» **Recorded information**
-*-*-
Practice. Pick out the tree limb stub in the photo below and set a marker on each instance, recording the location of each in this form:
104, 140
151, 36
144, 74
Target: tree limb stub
-*-*-
» **Task objective**
Print every line of the records above again, keeping each one word for word and in the same order.

» **Solution to this problem**
Practice. Pick out the tree limb stub in the photo below and set a marker on each instance, recording the location of each in this form:
104, 140
151, 36
144, 74
Target: tree limb stub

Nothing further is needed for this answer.